__Task to carry out__. How many lines of the records contain the word "water"? Reply with the number only.

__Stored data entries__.
-- -- --

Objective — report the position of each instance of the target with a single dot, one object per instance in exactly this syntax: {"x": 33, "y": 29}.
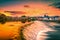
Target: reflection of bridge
{"x": 36, "y": 31}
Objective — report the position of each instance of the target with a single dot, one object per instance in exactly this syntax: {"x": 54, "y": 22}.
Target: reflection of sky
{"x": 37, "y": 7}
{"x": 10, "y": 2}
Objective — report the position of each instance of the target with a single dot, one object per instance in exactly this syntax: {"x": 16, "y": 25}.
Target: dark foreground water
{"x": 54, "y": 35}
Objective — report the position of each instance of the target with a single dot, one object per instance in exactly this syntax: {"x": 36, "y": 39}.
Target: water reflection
{"x": 54, "y": 35}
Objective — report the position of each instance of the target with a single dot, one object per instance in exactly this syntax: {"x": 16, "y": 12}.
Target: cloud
{"x": 56, "y": 4}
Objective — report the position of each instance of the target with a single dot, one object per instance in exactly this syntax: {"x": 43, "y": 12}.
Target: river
{"x": 37, "y": 31}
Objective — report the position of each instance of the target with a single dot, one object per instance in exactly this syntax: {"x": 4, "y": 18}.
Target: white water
{"x": 36, "y": 31}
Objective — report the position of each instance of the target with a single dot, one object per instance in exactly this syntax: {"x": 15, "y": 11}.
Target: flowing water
{"x": 36, "y": 31}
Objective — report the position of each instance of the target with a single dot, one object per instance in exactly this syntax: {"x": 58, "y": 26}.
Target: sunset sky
{"x": 30, "y": 7}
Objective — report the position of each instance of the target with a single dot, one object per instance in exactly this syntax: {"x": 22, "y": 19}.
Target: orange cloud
{"x": 35, "y": 9}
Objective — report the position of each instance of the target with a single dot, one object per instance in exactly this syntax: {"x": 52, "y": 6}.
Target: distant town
{"x": 24, "y": 18}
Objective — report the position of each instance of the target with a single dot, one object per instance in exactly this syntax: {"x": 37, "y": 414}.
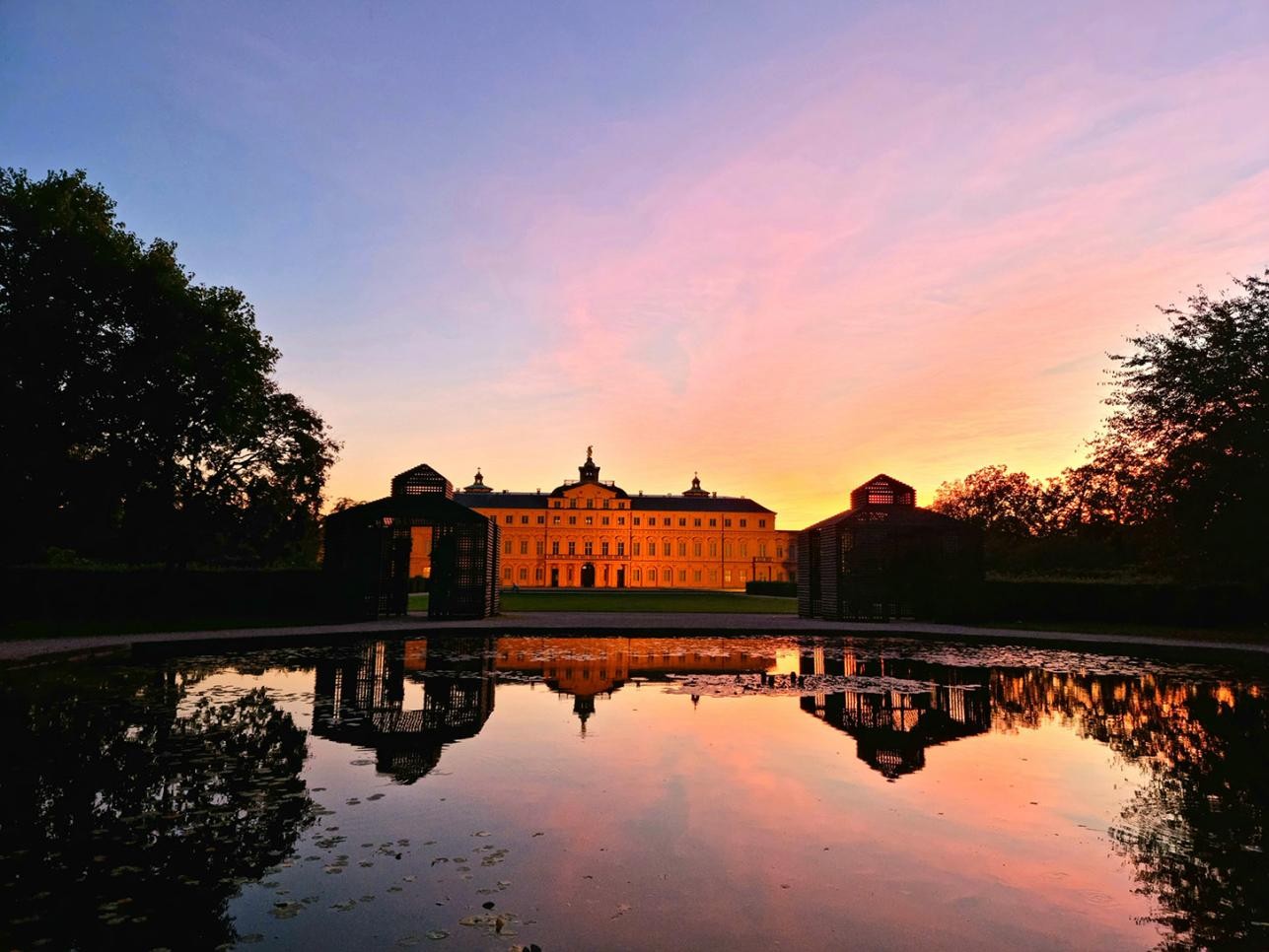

-- -- --

__Task result__. 4